Material supplied:
★ ★ ★
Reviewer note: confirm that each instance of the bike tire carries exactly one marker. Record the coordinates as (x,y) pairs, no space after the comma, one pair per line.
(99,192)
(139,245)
★ ★ ★
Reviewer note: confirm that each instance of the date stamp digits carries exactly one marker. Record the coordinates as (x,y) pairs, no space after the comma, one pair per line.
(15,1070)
★ ★ ★
Exercise goal: Copy out, in full, each line of the material above that contains the word "marker".

Result of this task:
Reviewer note: confirm that each instance of the bike tire carries exactly one marker. Record the coordinates as (x,y) pairs, no space after the comma, one pair per line.
Reviewer note: confirm that each instance of the date stamp digits carries exactly one marker. Record the coordinates as (x,y) pairs, no space after the comma, one pair per line.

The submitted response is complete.